=== Data for the task ===
## Begin

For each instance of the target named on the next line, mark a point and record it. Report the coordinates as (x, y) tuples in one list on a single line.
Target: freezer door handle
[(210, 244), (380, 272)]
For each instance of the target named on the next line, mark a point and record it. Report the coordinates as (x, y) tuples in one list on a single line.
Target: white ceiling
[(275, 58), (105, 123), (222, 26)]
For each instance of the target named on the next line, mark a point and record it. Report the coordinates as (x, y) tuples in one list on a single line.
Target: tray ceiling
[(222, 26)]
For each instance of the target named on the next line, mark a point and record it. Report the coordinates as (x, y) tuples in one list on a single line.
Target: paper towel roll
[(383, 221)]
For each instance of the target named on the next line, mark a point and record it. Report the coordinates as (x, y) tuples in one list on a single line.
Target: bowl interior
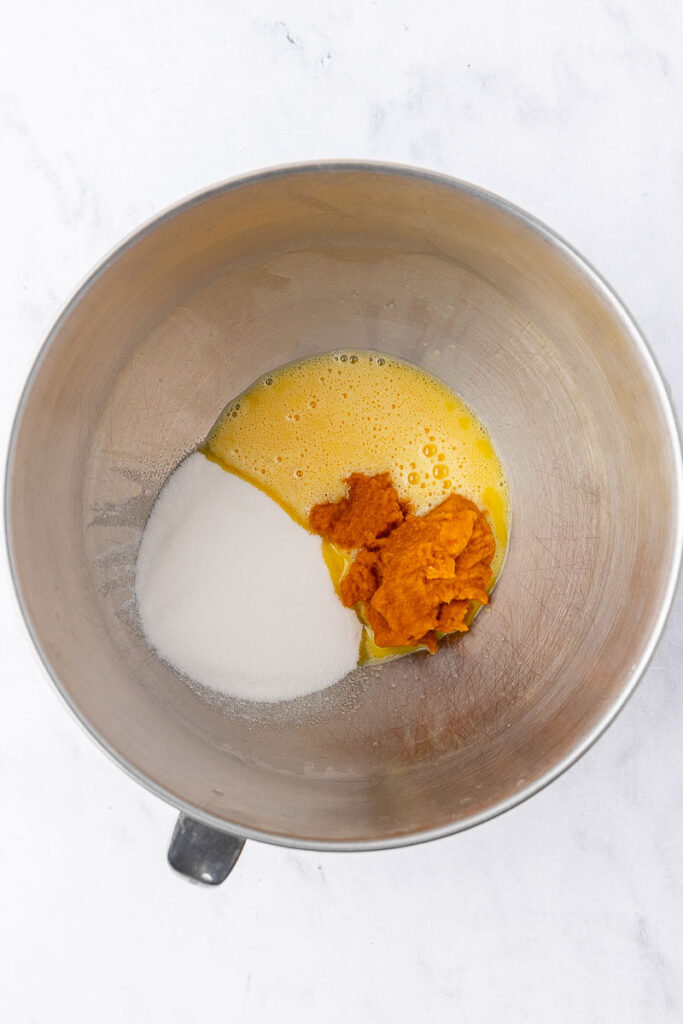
[(241, 280)]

## End

=== Instruction ===
Copy all of the rows above character for character, leaving out the picture.

=== Response for this exercise ===
For each instance of the target named on the next line, mark a point and record it. Report the coordinates as (x, y) tuples in one list on a single line.
Target: freezer door handle
[(210, 244), (380, 272)]
For each instance of the target named on the next line, mark a point and record it. Report the coordinates as (x, y) tuples in one list on a single line.
Target: white ceiling
[(275, 58), (105, 123), (222, 26)]
For each instance of the target named on the next line, mark a point and record it. Report the coordinates as (x, y) tuples in one list on a single line.
Target: tray ceiling
[(222, 26)]
For each instance of the target named on the next line, mark a point and record it. Report the coordinates as (x, y) tuples in one list on a single line.
Target: paper towel roll
[(383, 221)]
For each instance of the target named on the next line, mark a point and record it. Report the coordinates as (x, y) tuples in one list on a single line.
Target: bowl interior
[(241, 280)]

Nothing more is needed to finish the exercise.